■ **Brief**
Word for word, return every record that follows.

■ **Entries taken from a collection**

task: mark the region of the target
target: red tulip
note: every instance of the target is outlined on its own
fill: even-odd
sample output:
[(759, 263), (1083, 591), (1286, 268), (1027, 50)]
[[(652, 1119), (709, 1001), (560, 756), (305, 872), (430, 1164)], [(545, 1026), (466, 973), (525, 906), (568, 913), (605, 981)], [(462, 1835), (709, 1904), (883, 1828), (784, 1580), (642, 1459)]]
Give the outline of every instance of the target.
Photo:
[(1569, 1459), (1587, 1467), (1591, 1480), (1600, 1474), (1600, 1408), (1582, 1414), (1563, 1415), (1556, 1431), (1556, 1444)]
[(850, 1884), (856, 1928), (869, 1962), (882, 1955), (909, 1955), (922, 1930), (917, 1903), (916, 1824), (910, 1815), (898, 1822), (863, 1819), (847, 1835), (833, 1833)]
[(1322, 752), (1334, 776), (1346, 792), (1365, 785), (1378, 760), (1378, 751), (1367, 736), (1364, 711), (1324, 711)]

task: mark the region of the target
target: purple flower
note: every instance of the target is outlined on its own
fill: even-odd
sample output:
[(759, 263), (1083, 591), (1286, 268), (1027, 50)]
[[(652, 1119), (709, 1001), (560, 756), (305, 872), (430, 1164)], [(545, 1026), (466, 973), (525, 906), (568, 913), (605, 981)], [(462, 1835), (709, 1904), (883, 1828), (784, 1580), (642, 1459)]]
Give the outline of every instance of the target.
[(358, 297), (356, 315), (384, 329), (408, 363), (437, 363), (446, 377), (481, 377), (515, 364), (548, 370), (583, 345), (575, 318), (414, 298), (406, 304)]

■ **Output below**
task: mark the region of the target
target: red tulip
note: every instance of the target is outlined on its own
fill: even-odd
sample output:
[(759, 263), (1083, 591), (1286, 268), (1027, 50)]
[[(652, 1119), (709, 1001), (560, 756), (305, 872), (430, 1164)], [(545, 1026), (466, 973), (525, 906), (568, 913), (605, 981)], [(462, 1835), (709, 1904), (883, 1828), (784, 1580), (642, 1459)]]
Give the outline of every instance of the target.
Photo:
[(1569, 1459), (1587, 1467), (1591, 1480), (1600, 1474), (1600, 1408), (1582, 1414), (1563, 1415), (1556, 1431), (1556, 1444)]
[(850, 1884), (856, 1928), (869, 1962), (882, 1955), (909, 1955), (922, 1930), (917, 1903), (916, 1824), (910, 1815), (898, 1822), (863, 1819), (847, 1835), (833, 1833)]
[(1322, 752), (1334, 776), (1346, 792), (1365, 785), (1378, 760), (1378, 751), (1367, 736), (1364, 711), (1324, 711)]

task: mark the region of the target
target: purple flower
note: every instance of the target is outlined on its own
fill: even-odd
sample output:
[(759, 263), (1083, 591), (1286, 268), (1027, 50)]
[[(652, 1119), (709, 1001), (560, 756), (305, 872), (430, 1164)], [(545, 1026), (466, 973), (525, 906), (568, 913), (605, 981)], [(462, 1835), (709, 1904), (883, 1828), (784, 1580), (642, 1459)]]
Give the outline of every instance of the target.
[(358, 297), (356, 315), (384, 329), (408, 363), (437, 363), (446, 377), (481, 377), (515, 364), (548, 370), (583, 345), (575, 318), (414, 298), (406, 304)]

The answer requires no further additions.